··· Records for the task

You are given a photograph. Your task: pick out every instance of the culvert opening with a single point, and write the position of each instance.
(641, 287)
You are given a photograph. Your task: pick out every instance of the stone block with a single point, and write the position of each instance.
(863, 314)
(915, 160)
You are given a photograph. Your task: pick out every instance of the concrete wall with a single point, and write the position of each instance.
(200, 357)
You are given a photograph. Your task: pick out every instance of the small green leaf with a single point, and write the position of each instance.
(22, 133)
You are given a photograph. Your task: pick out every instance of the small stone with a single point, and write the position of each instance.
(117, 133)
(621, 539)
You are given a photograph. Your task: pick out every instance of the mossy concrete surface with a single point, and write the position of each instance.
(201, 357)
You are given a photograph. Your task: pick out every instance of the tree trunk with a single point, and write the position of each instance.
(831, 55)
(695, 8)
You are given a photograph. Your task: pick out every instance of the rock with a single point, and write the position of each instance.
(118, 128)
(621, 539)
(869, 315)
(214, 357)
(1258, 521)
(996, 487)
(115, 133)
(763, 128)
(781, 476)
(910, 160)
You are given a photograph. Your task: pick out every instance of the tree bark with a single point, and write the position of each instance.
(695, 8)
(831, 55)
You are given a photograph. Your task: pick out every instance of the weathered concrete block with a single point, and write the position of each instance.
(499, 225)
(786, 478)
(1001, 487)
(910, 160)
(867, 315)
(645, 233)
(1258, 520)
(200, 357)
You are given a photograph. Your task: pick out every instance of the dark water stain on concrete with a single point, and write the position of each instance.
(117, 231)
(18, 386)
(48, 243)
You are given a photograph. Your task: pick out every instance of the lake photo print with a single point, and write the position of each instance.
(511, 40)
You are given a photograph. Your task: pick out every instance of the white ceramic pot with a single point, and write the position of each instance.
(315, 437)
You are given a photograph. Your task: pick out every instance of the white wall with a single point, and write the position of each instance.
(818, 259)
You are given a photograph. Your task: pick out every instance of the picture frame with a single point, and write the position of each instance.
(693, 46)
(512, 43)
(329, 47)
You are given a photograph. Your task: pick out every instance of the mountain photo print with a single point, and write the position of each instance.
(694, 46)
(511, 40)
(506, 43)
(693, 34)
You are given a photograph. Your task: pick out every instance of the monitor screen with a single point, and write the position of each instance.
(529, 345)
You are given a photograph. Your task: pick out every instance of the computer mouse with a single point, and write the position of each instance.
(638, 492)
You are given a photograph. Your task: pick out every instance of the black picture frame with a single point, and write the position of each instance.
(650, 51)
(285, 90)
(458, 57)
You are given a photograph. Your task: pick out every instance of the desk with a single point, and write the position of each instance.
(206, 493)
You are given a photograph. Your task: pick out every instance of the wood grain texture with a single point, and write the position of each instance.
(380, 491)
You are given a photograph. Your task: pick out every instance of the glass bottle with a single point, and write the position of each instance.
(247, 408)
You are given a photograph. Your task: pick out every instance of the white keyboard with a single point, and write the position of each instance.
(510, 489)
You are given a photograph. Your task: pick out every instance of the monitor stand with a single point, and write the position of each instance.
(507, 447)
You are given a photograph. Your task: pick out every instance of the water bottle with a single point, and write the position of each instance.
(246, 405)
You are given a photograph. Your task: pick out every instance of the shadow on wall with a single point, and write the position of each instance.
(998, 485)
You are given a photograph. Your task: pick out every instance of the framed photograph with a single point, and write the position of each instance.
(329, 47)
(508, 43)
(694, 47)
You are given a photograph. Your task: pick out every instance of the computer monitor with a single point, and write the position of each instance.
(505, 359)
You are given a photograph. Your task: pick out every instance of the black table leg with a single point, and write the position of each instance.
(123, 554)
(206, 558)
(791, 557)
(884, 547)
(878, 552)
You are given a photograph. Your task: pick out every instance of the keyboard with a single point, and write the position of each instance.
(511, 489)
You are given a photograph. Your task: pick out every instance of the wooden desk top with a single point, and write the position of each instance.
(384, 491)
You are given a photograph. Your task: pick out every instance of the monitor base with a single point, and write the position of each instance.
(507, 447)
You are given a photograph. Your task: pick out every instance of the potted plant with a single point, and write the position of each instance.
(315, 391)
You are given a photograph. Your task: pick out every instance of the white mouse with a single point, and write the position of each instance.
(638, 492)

······

§ **Exercise requirements**: Give back the whole listing above. Keep every character the same.

§ **Answer for the task**:
You are given a photograph. Your task: pick out every instance of the culvert opening with a single point, and write the position of each instance.
(641, 287)
You are given a photograph. Your task: pick out every instance of the stone block with a single point, and write the position of each instance.
(863, 314)
(915, 160)
You are given a photograph. Your task: pick out every instance of the concrete wall with a single point, and write the position of each instance.
(200, 357)
You are given a photograph. Your task: pick out every instance of the small green leaf with a single point, and write the position of each instance.
(22, 133)
You are given a photograph. Your task: pick out every instance of the small stone with a single point, and write the position of each instance.
(117, 133)
(621, 539)
You are given a photograph. Your task: pick out every instance of the mossy concrete surface with a single point, and write the position of each instance.
(201, 357)
You are given a photograph. Your task: pick out every instance of the tree trunk with a single point, and write the position of each instance.
(831, 55)
(695, 8)
You are given a photograph. Your task: pick out every instance of the rock with a single point, and write the position of each instance.
(118, 128)
(621, 539)
(869, 315)
(214, 357)
(1258, 521)
(996, 487)
(115, 133)
(763, 128)
(781, 476)
(910, 160)
You are given a photograph. Your task: pick out every instance of the tree bark with a single point, and write the position of each instance.
(695, 8)
(831, 55)
You are given a photograph. Your task: pick out every instance of the weathered concrete block with a single point, and write the position of each instance.
(499, 225)
(786, 478)
(1001, 487)
(910, 160)
(867, 315)
(645, 233)
(1258, 520)
(200, 357)
You are given a photograph. Your task: pick out every instance of the dark water stain on concrete with a single point, and write the position of each instance.
(117, 231)
(18, 386)
(48, 243)
You are given a photograph. Your task: pick out every instance of the lake photo print with a single point, and write the position of each instance.
(511, 40)
You are given a photograph. Your task: pick out every instance of the white ceramic pot with a single point, and write the position of each instance.
(315, 437)
You are given a photograph. Your task: pick out every instance of the white wall with a single point, and write the position of each instance.
(818, 259)
You are given a photograph. Your task: pick out every instance of the picture frame with a single point, and write the position of each instance.
(693, 46)
(512, 43)
(329, 47)
You are given a photograph. Your task: pick out every instance of the mountain photo print with a single point, and write the position of each instance.
(694, 46)
(511, 40)
(506, 43)
(693, 34)
You are given a photograph. Your task: pick out every instance of the monitor screen with a single point, and write the position of each instance.
(529, 345)
You are given a photograph. Your task: pick out every instance of the computer mouse with a single point, and write the position of each instance.
(638, 492)
You are given a photograph. Your task: pick out every instance of the black picture frame with a single point, and write the position of each instance.
(650, 51)
(285, 90)
(458, 57)
You are given a photograph. Your task: pick out every instance of the desk with a single point, and write the position of each instance.
(206, 493)
You are given a photograph. Your task: pick out every instance of the wood grain texture with a single point, and write the position of each instance.
(380, 491)
You are given a photograph. Your task: pick out every instance of the glass bottle with a single point, and write the position of each instance.
(247, 408)
You are given a photograph. Your task: pick out every instance of the white keyboard with a single point, and write the position of each instance.
(510, 489)
You are given a photograph. Your task: pick out every instance of the monitor stand with a single point, and write the position of each instance.
(507, 447)
You are given a photograph. Your task: pick out every instance of the water bottle with a single point, and write the position of each instance.
(246, 405)
You are given a photograph. Your task: pick out every instance of the shadow on wall with a single point, and write the position of each instance.
(998, 485)
You are given a photograph. Your task: pick out every instance of the framed photograph with a single point, and write the position of each instance.
(329, 47)
(508, 43)
(694, 47)
You are given a photograph. Your task: pick out every instance of the computer monitor with a single point, and write the position of each instance.
(505, 359)
You are given a photograph. Your task: pick out every instance of the black table leg with a single point, and write the position of each instance.
(123, 554)
(206, 558)
(791, 557)
(884, 547)
(878, 552)
You are given a photograph. Your task: pick out every instance of the keyboard with a single point, and write the position of each instance.
(511, 489)
You are given a photograph. Your task: pick out every instance of the wooden desk top with a single point, and write the position of each instance.
(384, 491)
You are given a photograph. Your task: pick out every instance of the monitor base with a single point, and write the position of each instance.
(507, 447)
You are given a photograph. Your task: pick out every instance of the potted plant with a single point, and write the position of each instance.
(315, 391)
You are given a photograph. Your task: pick out every instance of the white mouse with a single point, and write the position of each instance.
(638, 492)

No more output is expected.